TASKS TO PERFORM ->
• A. Reproduce the piece on the Shih Tzu word for word, starting at "Fun Fact #1" and ending at "way to China.".
• B. In the piece on the Shih Tzu, around what year do the Chinese paintings that depict dogs believed to be Shih Tzus date back to?
• C. Extend the piece on the Shih Tzu from its last sentence onward.

QUOTED PASSAGE ->
.....
Let's Know A Little Bit More About Shih Tzu!
Shih Tzu, an ancient Chinese breed that today is known as one of the most popular pet choices. A dog breed that resembles a lion and even nicknamed " The Lion Dog, " this miniature dog is one of the most sought after dogs courtesy of their interesting characteristics and inevitable cuteness. Here are the 10 fun facts of Shih Tzu!
Fun Fact #1 : Old Breed
The Shih Tzu's exact origins remain mysterious because the breed has been around for thousands of years, and the details of its development are lost. There are Chinese paintings dating back to around the year 500 C.E. that depict dogs believed to be Shih Tzus. There are also documents describing the dogs as gifts to China from the Byzantine Empire. According to one popular theory, the breed was started in Tibet by Buddhist monks and eventually made its way to China.
Fun Fact #2 : Lion Dog
The Mandarin phrase "Shih Tzu" translates to little lion. The Shih Tzu was likely given this name because of its association with the Tibetan Buddhist God of Learning, who, according to legend, traveled with a small lion dog that could transform into a full-sized lion. There is some confusion about how to pronounce the name Shih Tzu. Pronounced "Sheed zoo" it means lion in Chinese.
.....
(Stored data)
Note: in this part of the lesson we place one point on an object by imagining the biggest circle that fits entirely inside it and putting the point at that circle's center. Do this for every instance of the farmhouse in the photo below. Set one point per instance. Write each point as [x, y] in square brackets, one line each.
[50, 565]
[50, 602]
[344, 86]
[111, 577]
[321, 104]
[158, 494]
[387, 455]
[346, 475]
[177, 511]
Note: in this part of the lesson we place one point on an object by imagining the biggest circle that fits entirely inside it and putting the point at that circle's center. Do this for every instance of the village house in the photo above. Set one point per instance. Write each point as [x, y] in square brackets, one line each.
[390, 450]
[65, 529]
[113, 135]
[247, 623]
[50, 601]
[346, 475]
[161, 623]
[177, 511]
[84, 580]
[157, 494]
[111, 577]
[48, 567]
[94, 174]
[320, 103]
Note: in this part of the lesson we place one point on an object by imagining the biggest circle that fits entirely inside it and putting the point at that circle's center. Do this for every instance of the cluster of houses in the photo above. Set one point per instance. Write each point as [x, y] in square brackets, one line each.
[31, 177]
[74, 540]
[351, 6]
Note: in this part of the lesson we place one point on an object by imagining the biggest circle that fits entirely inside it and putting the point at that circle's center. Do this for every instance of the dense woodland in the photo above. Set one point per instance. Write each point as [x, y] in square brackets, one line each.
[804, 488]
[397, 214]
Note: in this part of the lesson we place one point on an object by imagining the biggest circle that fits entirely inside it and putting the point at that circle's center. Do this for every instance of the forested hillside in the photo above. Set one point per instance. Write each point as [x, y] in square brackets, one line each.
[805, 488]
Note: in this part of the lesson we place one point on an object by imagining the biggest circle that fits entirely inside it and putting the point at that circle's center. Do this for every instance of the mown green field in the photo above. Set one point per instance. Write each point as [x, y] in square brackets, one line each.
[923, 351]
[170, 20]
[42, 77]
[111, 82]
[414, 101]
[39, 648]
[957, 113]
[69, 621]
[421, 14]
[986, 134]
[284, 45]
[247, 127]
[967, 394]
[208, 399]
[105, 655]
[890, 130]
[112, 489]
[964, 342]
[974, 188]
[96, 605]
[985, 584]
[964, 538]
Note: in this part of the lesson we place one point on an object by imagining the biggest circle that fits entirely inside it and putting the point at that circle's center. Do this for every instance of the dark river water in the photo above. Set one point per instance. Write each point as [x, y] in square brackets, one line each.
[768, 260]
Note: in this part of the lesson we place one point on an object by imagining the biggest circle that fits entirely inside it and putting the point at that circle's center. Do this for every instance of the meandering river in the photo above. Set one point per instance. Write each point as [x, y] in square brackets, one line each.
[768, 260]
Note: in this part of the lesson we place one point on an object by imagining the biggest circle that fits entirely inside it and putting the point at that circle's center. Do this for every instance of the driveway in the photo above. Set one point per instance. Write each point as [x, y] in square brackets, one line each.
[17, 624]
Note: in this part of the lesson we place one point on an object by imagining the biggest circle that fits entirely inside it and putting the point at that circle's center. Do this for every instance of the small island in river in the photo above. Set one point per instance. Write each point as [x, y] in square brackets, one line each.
.....
REPLIES ->
• A.
Fun Fact #1 : Old Breed
The Shih Tzu's exact origins remain mysterious because the breed has been around for thousands of years, and the details of its development are lost. There are Chinese paintings dating back to around the year 500 C.E. that depict dogs believed to be Shih Tzus. There are also documents describing the dogs as gifts to China from the Byzantine Empire. According to one popular theory, the breed was started in Tibet by Buddhist monks and eventually made its way to China.

• B. Around the year 500 C.E.

• C.
Fun Fact #3 : Descendants of Wolves
They may not look like it, but the modest Shih Tzu is more closely related to wolves than many fiercer-looking breeds. In 2004, researchers at the Fred Hutchinson Cancer Research Center in Seattle tested the genetic data of 414 dogs from 85 different breeds. They concluded that Asian breeds, from the imposing Akita all the way down to the diminutive Pekingese, are some of the oldest and most closely related to "Canis lupusfamiliaris's wolf ancestors.
Fun Fact #4 : Tibetan Monks
People commonly associate the Shih Tzu with China, but they actually came from China's western neighbor, Tibet, which was a sovereign nation until the 1950s. Tibet probably sent dogs to the Chinese royalty as gifts. The Chinese then bred them with Pekingese or Pugs to create the modern day Shih Tzu. Shih Tzus and similar breeds were present in Tibetan Buddhist Temple, where Tibetan monks revered the dogs as holy. More than just companion animals, these Shih Tzus worked beside the monks, acting as guard dogs or alarm dogs, and even turning prayer wheels during daily Buddhist prayer rituals.
Fun Fact #5 : Ming Dynasty
Shih Tzus have been popular in China for centuries, but particularly during the Ming dynasty lasting 1368-1644 A.D. Shih Tzus served as house dogs for the royal family during most of those years. They remained popular throughout further dynasties too, but nearly went extinct in China following the Communist Revolution.
Fun Fact #6 : Chrysanthemum Dogs
While the breed's name means "lion dog," Shih Tzus are also nicknamed "Chrysanthemum Dogs." The nickname reflects an apparent resemblance between the the long hair on Shih Tzus' faces and the petals of a chrysanthemum flower. It's also an indirect reference to the breed's Chinese heritage, because chrysanthemums are important Chinese cultural symbols.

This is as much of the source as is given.